### Texto extraído
Este cine, con su aparente aire de sencillez y espíritu cándido, es de lo más pernicioso que pueda concebirse. No se pretende en él el aire engolado o trascendente del cine histórico falso hasta la médula, ni busca ofrecer unos retornos evocadores malsanos. Todo lo contrario. Su aparente finalidad es lograr para el espectador un sentirse satisfecho con los medios más supuestamente reales. Su carácter peligroso está precisamente en ofrecer sólo una realidad sin correspondencia.

Al espectador se le hace ver lo que no es, lo que no existe. Lo propio de mentalidades completamente adolescentes. Es este un cine no apto para mayores, como ya se señaló tiempo atrás. Los espectadores están padeciendo   —48→   una exposición engañosa y falsa. Y además pobre. Pues este cine es de una ramplonería evidente. Si es cierto que el espectador va al cine a soñar y acepta lo que se le ofrece como su posible mundo onírico, poco podemos esperar del mismo. Sus ensoñaciones son del más corto vuelo.

Decía Lindgren que para apreciar plenamente las más bellas obras cinematográficas era necesario adquirir una educación de nuestros ojos y de nuestro entendimiento. Desde ahora podemos afirmar que el espectador español no pasará nunca de su primera infancia.

Este cine fácil no puede conducir más que a una pérdida de la estimativa del más desastroso carácter. Y ello no tan sólo en el campo cinematográfico, sino en el de todas las actividades. Si el espectador sufre una exhibición continua de mediocridad y falseamiento, necesariamente repercutirá en su conformación total como individuo. Este cine está haciendo de urgente necesidad la creación de una censura de marcado carácter positivo, que lo relegue al rincón que le corresponda.

No hay necesidad ninguna que obligue a recurrir a un continuo falseamiento en la exposición y en los resultados para ofrecer un cine alegre o de humor. La vida tiene de lo serio y de lo que no lo es, lo que no se puede hacer es ofrecerla de la manera más banal imaginable. El cine goza de un poder de penetración social por todos reconocido, y un cine tan carente de verdadera humanidad puede concebirse con muy poco esfuerzo los resultados a que dará lugar.

Si hacemos un cine tonto, y éste es aceptado, los efectos los padeceremos todos. En ésta como la otra cara de ese cine ínfimo del dramón a ultranza, que, afortunadamente, no se ha generalizado entre nosotros. Explotando esta cara o la otra, el resultado tendrá el mismo carácter.

Y pensemos que, generalmente, cuando se habla de nuestra producción media, de la necesidad de mejorarla, de aumentar la calidad, es extraordinario el número de personas que la identifica con este tipo de cine. Característica ésta de notoria importancia. No puede aceptarse semejante equiparación. Así se da el caso de que se entienda que todo el objetivo perseguido consiste en llegar a una producción estable y cuantitativamente de películas de este género, discretamente realizadas, discretamente interpretadas y discretamente concebidas. Una especie de segura vulgaridad media.

### Registros de datos
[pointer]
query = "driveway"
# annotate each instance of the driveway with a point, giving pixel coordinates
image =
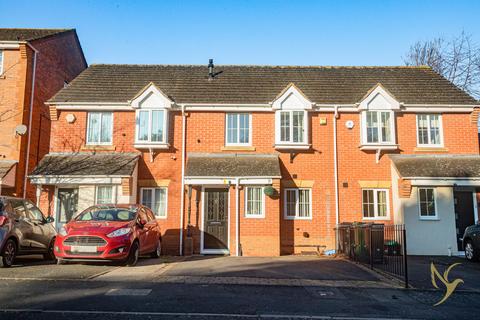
(420, 276)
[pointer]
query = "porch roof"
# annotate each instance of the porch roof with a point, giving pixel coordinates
(215, 165)
(86, 164)
(437, 166)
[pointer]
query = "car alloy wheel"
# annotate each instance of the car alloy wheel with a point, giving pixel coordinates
(469, 253)
(9, 253)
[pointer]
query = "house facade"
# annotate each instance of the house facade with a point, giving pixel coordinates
(263, 161)
(34, 65)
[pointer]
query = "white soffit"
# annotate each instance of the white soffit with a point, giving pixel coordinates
(151, 97)
(379, 99)
(292, 98)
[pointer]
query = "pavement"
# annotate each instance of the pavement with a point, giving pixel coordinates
(217, 287)
(420, 278)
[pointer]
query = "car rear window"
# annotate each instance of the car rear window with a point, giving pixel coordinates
(107, 214)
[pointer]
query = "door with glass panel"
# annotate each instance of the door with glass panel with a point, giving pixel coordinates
(67, 202)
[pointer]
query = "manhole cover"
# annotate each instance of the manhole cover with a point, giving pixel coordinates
(128, 292)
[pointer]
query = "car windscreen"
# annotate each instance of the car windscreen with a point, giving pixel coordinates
(107, 214)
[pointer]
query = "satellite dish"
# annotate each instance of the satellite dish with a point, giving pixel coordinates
(21, 129)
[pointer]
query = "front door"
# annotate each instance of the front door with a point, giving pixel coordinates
(66, 205)
(464, 215)
(215, 223)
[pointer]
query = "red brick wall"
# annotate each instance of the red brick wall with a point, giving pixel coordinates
(273, 234)
(59, 59)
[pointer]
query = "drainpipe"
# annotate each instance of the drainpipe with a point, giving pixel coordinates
(237, 217)
(335, 165)
(32, 95)
(182, 194)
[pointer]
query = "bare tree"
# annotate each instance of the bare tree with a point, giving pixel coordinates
(457, 59)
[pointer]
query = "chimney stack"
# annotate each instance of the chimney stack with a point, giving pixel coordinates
(211, 73)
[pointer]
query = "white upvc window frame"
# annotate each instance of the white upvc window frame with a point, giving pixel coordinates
(379, 128)
(2, 59)
(152, 189)
(113, 198)
(422, 217)
(98, 143)
(297, 204)
(149, 135)
(375, 204)
(262, 207)
(249, 143)
(440, 128)
(278, 127)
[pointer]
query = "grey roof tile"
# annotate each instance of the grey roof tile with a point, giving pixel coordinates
(260, 84)
(86, 164)
(436, 166)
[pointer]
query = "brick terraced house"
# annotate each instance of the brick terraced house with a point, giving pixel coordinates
(34, 65)
(266, 160)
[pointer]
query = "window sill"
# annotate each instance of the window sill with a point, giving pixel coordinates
(430, 149)
(97, 147)
(378, 147)
(151, 145)
(293, 146)
(238, 148)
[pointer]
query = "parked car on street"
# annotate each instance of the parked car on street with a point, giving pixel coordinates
(471, 242)
(118, 233)
(24, 230)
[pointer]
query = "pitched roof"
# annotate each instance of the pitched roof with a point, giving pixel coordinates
(437, 166)
(86, 164)
(232, 165)
(260, 84)
(15, 34)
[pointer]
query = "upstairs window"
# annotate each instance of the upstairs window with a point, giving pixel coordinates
(292, 126)
(378, 128)
(99, 128)
(1, 62)
(238, 130)
(429, 130)
(151, 126)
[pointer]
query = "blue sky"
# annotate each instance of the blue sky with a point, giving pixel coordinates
(248, 32)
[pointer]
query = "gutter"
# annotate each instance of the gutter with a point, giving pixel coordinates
(32, 96)
(182, 194)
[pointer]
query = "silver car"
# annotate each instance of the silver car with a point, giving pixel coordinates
(24, 230)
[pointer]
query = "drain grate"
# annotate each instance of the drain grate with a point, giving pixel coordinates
(128, 292)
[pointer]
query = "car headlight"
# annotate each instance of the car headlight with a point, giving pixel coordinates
(119, 232)
(63, 232)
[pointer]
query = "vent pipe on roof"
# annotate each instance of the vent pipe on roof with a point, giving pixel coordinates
(211, 74)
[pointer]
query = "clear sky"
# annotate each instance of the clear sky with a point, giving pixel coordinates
(248, 32)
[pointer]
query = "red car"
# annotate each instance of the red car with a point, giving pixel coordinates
(109, 233)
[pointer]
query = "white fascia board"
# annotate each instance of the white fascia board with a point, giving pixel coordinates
(227, 181)
(55, 180)
(470, 182)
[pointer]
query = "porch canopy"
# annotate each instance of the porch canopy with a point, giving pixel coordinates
(221, 168)
(84, 168)
(446, 170)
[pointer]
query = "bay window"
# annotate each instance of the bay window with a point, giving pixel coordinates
(99, 128)
(429, 130)
(238, 129)
(375, 204)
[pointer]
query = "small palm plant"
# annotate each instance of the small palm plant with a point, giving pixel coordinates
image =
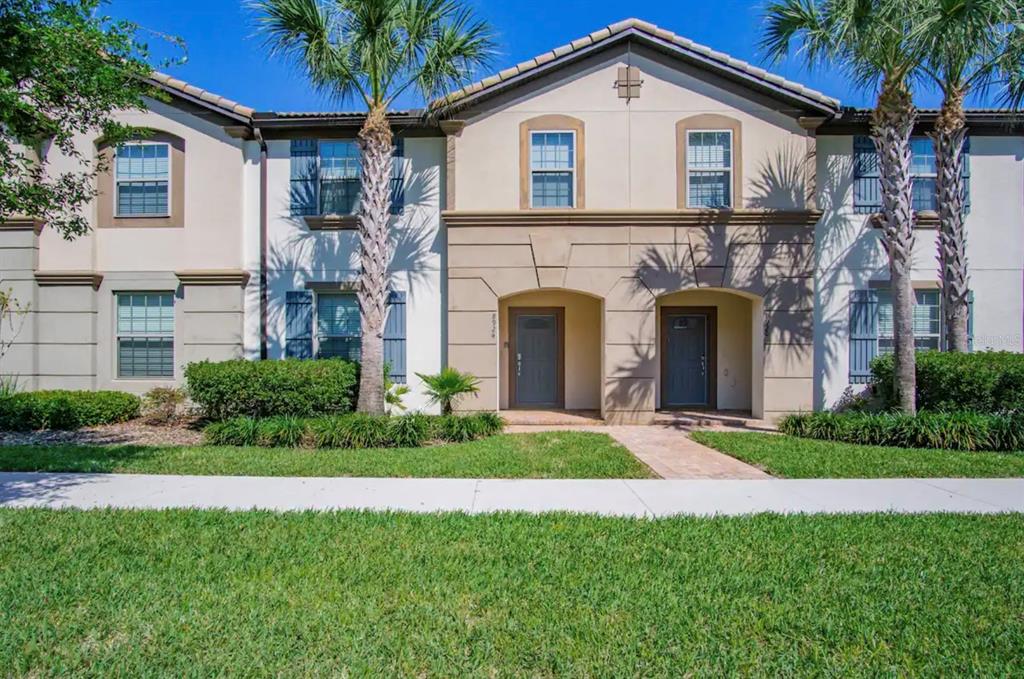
(449, 386)
(374, 51)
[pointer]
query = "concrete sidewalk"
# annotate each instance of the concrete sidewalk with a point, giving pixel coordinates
(619, 498)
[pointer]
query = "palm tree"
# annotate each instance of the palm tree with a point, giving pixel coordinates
(870, 41)
(969, 46)
(373, 51)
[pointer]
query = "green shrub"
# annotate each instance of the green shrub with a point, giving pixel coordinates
(266, 388)
(66, 410)
(954, 431)
(281, 431)
(981, 382)
(352, 431)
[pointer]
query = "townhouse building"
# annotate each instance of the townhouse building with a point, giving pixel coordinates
(628, 223)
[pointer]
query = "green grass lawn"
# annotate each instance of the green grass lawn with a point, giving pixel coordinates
(804, 458)
(204, 593)
(548, 455)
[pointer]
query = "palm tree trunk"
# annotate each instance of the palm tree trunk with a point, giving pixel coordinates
(375, 255)
(948, 138)
(892, 124)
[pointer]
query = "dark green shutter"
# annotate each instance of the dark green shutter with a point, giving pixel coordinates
(299, 324)
(866, 187)
(863, 334)
(398, 177)
(394, 337)
(303, 177)
(970, 321)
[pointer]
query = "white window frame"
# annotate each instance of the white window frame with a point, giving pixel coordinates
(118, 182)
(939, 336)
(316, 334)
(571, 170)
(320, 172)
(728, 170)
(118, 336)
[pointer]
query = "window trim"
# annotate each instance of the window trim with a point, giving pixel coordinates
(552, 123)
(118, 336)
(706, 123)
(730, 169)
(117, 182)
(317, 294)
(320, 177)
(571, 170)
(918, 287)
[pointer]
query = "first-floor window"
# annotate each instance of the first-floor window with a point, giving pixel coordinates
(927, 321)
(145, 334)
(338, 327)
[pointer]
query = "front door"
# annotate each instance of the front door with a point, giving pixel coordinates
(687, 361)
(536, 357)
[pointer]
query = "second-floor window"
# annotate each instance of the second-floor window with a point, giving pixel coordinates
(142, 180)
(552, 169)
(338, 327)
(339, 177)
(709, 168)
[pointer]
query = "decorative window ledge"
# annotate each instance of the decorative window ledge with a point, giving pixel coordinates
(332, 222)
(22, 224)
(53, 279)
(925, 219)
(213, 278)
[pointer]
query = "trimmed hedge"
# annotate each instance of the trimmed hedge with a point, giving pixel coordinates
(264, 388)
(981, 382)
(352, 431)
(953, 431)
(66, 410)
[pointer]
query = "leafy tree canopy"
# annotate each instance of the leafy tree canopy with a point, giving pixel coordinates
(65, 70)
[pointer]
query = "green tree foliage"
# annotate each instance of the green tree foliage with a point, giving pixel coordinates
(65, 70)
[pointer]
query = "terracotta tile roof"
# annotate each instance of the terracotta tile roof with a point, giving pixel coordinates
(215, 100)
(645, 28)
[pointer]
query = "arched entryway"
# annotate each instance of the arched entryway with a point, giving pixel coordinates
(550, 343)
(710, 351)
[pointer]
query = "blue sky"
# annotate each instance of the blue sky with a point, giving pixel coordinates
(225, 56)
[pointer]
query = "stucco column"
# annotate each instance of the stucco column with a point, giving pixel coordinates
(630, 353)
(473, 338)
(811, 124)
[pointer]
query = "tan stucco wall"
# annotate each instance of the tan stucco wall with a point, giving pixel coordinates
(214, 195)
(583, 345)
(631, 155)
(734, 348)
(630, 267)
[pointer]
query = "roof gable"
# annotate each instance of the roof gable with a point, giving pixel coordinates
(659, 39)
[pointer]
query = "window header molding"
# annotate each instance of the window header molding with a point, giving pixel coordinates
(709, 122)
(552, 122)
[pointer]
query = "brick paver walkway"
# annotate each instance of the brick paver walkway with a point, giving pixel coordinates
(666, 449)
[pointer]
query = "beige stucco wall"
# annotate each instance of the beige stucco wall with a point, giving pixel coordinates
(630, 147)
(734, 347)
(583, 345)
(212, 234)
(630, 268)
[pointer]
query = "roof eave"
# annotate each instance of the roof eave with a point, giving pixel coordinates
(736, 75)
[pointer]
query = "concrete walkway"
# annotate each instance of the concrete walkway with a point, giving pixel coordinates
(620, 498)
(665, 448)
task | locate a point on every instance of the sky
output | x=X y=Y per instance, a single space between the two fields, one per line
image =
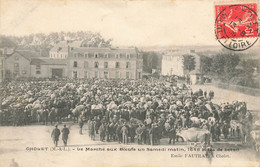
x=135 y=23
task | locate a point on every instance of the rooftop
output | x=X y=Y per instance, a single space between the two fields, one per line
x=48 y=61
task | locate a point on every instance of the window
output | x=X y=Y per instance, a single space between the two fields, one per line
x=96 y=65
x=117 y=74
x=127 y=64
x=75 y=74
x=105 y=64
x=85 y=64
x=106 y=74
x=80 y=56
x=85 y=74
x=75 y=64
x=38 y=66
x=38 y=69
x=117 y=65
x=140 y=75
x=96 y=74
x=127 y=75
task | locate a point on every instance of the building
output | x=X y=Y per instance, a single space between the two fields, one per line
x=17 y=64
x=73 y=59
x=60 y=50
x=93 y=62
x=173 y=63
x=42 y=67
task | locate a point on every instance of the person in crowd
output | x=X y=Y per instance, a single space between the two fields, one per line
x=139 y=133
x=65 y=135
x=109 y=104
x=124 y=132
x=81 y=124
x=55 y=135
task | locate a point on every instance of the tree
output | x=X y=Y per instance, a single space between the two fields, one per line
x=205 y=64
x=189 y=62
x=224 y=66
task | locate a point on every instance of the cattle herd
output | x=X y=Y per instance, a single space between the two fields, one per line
x=126 y=110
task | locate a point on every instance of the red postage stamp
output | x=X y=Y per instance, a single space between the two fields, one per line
x=237 y=26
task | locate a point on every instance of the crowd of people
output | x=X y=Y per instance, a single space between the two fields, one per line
x=142 y=111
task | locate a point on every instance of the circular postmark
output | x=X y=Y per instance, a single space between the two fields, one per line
x=236 y=26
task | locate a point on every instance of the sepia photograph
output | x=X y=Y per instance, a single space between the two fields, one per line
x=129 y=83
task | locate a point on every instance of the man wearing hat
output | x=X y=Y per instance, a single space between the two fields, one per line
x=65 y=135
x=55 y=135
x=124 y=132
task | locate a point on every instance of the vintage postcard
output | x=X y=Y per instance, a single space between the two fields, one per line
x=129 y=83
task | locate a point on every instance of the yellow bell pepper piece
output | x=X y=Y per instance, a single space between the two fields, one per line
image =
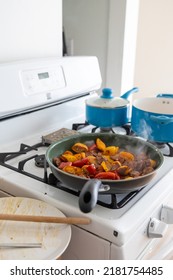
x=100 y=144
x=111 y=150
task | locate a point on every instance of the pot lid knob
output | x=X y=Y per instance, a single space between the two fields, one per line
x=107 y=93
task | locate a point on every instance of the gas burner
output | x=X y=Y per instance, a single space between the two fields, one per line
x=40 y=161
x=117 y=130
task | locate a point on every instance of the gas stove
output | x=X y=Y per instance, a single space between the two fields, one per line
x=121 y=226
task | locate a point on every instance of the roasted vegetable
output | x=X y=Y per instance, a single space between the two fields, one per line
x=103 y=162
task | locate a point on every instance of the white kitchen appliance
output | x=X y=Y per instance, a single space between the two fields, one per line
x=44 y=96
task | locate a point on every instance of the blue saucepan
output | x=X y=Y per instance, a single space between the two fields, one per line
x=107 y=111
x=152 y=118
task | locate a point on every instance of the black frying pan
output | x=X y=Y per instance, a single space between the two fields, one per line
x=91 y=187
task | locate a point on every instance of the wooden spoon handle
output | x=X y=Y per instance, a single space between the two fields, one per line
x=45 y=219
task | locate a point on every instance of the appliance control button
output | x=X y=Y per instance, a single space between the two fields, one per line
x=156 y=228
x=167 y=214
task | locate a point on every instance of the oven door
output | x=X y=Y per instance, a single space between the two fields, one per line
x=160 y=248
x=4 y=194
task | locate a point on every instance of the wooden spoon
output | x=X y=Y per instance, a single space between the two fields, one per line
x=45 y=219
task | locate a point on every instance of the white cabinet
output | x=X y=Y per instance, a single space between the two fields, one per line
x=86 y=246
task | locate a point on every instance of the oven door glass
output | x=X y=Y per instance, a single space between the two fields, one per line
x=161 y=248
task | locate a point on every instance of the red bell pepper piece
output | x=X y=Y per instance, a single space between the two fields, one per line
x=63 y=164
x=81 y=162
x=91 y=169
x=92 y=147
x=107 y=175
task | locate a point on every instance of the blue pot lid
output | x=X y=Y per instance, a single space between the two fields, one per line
x=107 y=100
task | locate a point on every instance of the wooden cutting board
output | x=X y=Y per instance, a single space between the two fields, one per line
x=54 y=237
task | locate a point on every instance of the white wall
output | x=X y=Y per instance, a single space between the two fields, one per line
x=154 y=57
x=30 y=28
x=102 y=28
x=86 y=28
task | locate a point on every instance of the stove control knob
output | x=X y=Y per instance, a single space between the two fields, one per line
x=156 y=228
x=167 y=214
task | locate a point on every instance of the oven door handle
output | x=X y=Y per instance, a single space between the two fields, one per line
x=167 y=214
x=156 y=228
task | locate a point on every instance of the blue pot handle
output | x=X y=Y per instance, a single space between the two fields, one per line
x=161 y=119
x=128 y=93
x=166 y=95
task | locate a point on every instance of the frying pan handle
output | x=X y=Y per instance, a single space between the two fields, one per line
x=89 y=195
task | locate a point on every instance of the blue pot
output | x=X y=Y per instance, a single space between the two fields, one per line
x=152 y=118
x=108 y=111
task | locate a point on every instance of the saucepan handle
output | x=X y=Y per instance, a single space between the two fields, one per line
x=166 y=95
x=163 y=120
x=89 y=195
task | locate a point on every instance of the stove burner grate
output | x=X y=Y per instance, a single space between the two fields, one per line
x=111 y=201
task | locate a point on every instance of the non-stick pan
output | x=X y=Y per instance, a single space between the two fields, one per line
x=89 y=188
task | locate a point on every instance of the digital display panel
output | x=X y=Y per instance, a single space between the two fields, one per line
x=44 y=75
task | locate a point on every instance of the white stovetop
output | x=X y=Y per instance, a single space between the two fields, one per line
x=104 y=221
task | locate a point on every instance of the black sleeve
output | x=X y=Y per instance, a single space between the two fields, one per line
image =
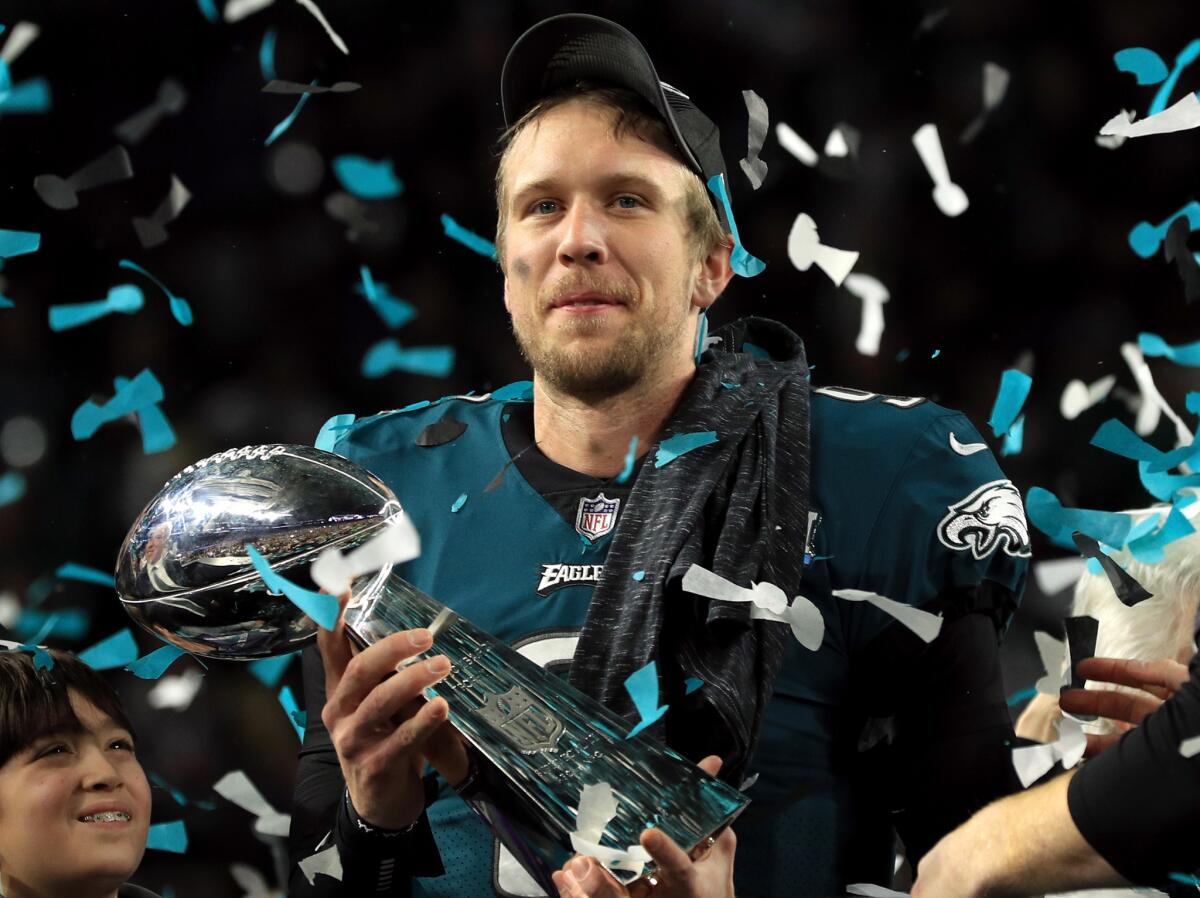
x=1138 y=803
x=953 y=735
x=375 y=862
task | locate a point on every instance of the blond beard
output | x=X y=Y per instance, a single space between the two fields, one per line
x=594 y=377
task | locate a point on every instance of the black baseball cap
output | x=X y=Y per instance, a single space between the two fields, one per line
x=563 y=49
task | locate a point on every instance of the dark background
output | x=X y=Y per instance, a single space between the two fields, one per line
x=1037 y=269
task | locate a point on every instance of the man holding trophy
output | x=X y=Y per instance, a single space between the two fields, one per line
x=636 y=503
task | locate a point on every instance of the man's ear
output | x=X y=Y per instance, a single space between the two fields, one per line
x=715 y=271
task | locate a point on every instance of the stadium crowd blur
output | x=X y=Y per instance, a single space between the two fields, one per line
x=1037 y=273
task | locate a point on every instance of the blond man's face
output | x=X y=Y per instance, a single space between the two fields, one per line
x=600 y=273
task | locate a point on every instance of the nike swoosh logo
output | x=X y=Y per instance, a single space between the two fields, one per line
x=966 y=448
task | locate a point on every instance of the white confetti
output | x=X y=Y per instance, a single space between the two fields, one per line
x=835 y=144
x=769 y=604
x=1078 y=396
x=175 y=690
x=873 y=891
x=1181 y=117
x=328 y=862
x=874 y=294
x=1053 y=653
x=238 y=10
x=755 y=168
x=1031 y=762
x=598 y=806
x=395 y=544
x=19 y=37
x=1152 y=401
x=237 y=789
x=948 y=196
x=804 y=247
x=324 y=23
x=923 y=623
x=796 y=144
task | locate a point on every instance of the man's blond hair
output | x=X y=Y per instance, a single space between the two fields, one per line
x=631 y=115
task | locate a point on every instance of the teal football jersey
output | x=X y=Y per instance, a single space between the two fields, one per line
x=906 y=503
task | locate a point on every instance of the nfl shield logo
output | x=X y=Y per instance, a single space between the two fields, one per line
x=597 y=516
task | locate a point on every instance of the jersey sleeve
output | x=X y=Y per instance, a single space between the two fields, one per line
x=949 y=534
x=1138 y=803
x=372 y=861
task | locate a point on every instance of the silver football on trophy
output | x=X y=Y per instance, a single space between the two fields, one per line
x=184 y=574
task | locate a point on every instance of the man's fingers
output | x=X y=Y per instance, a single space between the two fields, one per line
x=711 y=765
x=335 y=648
x=1131 y=707
x=671 y=860
x=1162 y=678
x=370 y=666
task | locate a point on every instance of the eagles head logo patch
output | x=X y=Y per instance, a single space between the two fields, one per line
x=990 y=516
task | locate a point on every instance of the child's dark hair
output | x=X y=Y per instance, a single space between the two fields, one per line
x=36 y=702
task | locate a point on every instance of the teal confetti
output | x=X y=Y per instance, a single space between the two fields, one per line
x=267 y=55
x=1014 y=388
x=18 y=243
x=471 y=240
x=516 y=390
x=1149 y=549
x=292 y=117
x=142 y=391
x=157 y=435
x=331 y=431
x=388 y=355
x=70 y=570
x=743 y=263
x=1163 y=486
x=1023 y=695
x=112 y=652
x=70 y=623
x=1143 y=64
x=367 y=179
x=124 y=298
x=756 y=351
x=394 y=311
x=29 y=96
x=630 y=458
x=643 y=688
x=1115 y=437
x=1048 y=514
x=12 y=488
x=701 y=334
x=168 y=837
x=155 y=664
x=319 y=606
x=269 y=671
x=293 y=711
x=1153 y=346
x=179 y=306
x=1014 y=438
x=681 y=444
x=1187 y=57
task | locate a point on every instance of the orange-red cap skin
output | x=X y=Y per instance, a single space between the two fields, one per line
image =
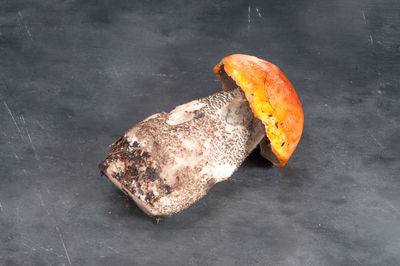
x=272 y=99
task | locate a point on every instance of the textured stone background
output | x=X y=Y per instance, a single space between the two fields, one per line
x=76 y=74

### Tarea
¿Puedes proseguir el texto sobre el cine fácil y banal a partir de su última oración?

### Resultado
Con este cine cada día desmerecemos más en nuestra propia estimación. Vamos quedándonos cada vez con un bagaje menor de nuestra capacidad de alzarnos «frente a», y aumenta, correlativamente, nuestra impedimenta en el sentido de favorecer una actitud de tolerancia a todo lo que se nos venga encima.




V. Los sudamericanos en casa

Otro aspecto del momento presente de nuestra cinematografía es la llegada, más o menos gradual, que viene sucediéndose de realizadores y artistas de la América española. Por diversas circunstancias, unas de carácter personal y otras de índole más general, parte de los componentes de algunos cines sudamericanos han decidido aposentarse en España.

Tiene un particular interés el campo acotado de los realizadores. Estos   —49→   son los que de una manera más señalada pueden influir en el ambiente general. Y así lo están haciendo. Su presencia entre nosotros no es cosa baladí.

¿Estas figuras que se nos han importado pueden presentar un historial con suficientes garantías de calidad artística? Creemos que no.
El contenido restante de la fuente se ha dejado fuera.